-------- Records --------

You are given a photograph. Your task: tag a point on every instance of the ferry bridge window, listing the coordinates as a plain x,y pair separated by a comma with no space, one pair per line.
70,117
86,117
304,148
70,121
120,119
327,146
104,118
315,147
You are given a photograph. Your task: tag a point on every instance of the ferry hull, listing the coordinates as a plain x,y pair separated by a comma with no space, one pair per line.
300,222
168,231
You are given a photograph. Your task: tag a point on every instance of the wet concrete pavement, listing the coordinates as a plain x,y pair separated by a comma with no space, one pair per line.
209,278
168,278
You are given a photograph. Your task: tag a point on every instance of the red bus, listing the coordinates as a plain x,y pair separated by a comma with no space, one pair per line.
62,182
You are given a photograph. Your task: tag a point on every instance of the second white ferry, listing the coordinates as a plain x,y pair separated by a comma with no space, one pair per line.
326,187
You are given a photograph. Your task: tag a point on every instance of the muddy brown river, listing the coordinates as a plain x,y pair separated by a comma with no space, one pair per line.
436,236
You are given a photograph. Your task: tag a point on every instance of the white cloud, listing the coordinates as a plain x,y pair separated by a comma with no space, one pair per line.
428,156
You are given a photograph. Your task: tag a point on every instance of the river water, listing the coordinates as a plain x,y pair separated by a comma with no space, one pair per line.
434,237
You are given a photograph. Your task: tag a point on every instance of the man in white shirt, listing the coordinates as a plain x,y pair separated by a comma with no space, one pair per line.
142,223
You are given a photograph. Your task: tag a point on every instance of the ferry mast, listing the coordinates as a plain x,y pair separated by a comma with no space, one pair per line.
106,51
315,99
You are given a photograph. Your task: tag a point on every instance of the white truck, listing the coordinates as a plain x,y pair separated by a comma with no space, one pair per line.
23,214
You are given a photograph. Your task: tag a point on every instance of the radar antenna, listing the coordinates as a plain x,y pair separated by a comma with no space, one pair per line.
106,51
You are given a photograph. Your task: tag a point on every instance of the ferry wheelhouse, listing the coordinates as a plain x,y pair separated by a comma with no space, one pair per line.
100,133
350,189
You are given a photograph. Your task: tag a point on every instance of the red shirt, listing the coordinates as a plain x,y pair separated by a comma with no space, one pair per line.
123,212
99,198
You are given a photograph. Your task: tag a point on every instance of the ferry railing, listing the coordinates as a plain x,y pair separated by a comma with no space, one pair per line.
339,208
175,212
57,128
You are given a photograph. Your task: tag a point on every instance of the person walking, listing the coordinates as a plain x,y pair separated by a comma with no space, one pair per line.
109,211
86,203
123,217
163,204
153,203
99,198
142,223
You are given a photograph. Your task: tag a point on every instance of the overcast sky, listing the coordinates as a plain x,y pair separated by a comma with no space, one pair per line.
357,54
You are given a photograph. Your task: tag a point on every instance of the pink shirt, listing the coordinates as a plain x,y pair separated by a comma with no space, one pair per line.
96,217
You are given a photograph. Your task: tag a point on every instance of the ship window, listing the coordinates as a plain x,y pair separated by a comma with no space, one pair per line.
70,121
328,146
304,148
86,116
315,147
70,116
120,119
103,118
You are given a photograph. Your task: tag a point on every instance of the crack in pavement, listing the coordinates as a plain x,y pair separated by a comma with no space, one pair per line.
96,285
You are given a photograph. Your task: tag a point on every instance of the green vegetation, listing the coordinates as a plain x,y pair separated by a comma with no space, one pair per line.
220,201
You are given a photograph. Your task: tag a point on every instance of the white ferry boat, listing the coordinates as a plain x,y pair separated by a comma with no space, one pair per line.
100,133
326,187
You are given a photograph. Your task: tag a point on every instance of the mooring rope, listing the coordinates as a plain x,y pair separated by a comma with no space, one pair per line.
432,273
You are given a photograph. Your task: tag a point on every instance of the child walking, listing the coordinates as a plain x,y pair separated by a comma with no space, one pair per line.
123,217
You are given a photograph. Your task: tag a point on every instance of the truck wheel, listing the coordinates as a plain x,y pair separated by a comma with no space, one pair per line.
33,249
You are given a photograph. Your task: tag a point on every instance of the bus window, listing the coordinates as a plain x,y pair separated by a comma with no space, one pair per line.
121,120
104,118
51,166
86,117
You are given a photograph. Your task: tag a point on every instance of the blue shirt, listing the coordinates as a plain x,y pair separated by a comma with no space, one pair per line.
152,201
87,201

--------

**Task prompt**
Resize the rows from the line holding "of the blue" through the end of the rows, inclusive: write those lines out again, requests included, with every coordinate in the answers multiplied by 0.95 and rounded to a whole number, halves rounding up. Give only those lines.

**Exercise solution**
You are given a photograph. Your task: tag a point on every instance of the blue shirt, listing the coordinates as a plain x,y pair separated by a comma with no space, one pair per line.
144,191
83,191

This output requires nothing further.